The Turkish workers who protest-tagged clothes in Zara stores are seeking a cut of less than 0.01% of the retailer’s parent company’s net sales, according to a garment industry alliance dedicated to improving workers’ rights.

The Clean Clothes Campaign in September found that 140 workers from Istanbul’s Bravo Tekstil factory asked for 2,739,281.30 Turkish lira, or approximately $704,947, a minuscule fraction of the sales done in just the first quarter of 2017 by Inditex, Zara’s parent company and the largest fashion retailer in the world based on sales. Inditex made about 5.6 billion Euros, or about $6.5 million, in the first three months of 2017.

It has been more than a year since the Bravo factory closed, according to Fast Company. Inditex told the outlet that it closed in July 2016 due to the “fraudulent disappearance of the Bravo factory’s owner,” who took all the money Inditex and other fashion companies like Mango and Next had paid to go to the factory’s workers leaving them without payment for their time.

Data shown »
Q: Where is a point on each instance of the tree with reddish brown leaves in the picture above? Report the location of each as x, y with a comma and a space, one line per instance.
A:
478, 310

What is needed »
Extend the news piece above about the unpaid Bravo Tekstil workers and Zara, picking up right after its last sentence.

Answer to this exercise »
That lack of payment is what prompted the Bravo workers to take matters into their own hands. Shoppers perusing for items in Istanbul’s Zara stores last week were likely surprised to find tags inside their clothing with tags that said, “I made this item you are going to buy, but I didn’t get paid for it,” according to the Associated Press.

An Inditex spokesperson in a statement to Fortune said the company “has met all of its contractual obligations to Bravo Tekstil” and is working to establish a “hardship fund” for workers who did not get paid because of the factory owner’s disappearance.

“This hardship fund would cover unpaid wages, notice indemnity, unused vacation and severance payments of workers that were employed at the time of the sudden shutdown of their factory in July 2016,” the spokesperson added. But more than a year after the factory closed, Inditex has yet to transfer any money to the workers who made the Zara clothes, Fast Company reported.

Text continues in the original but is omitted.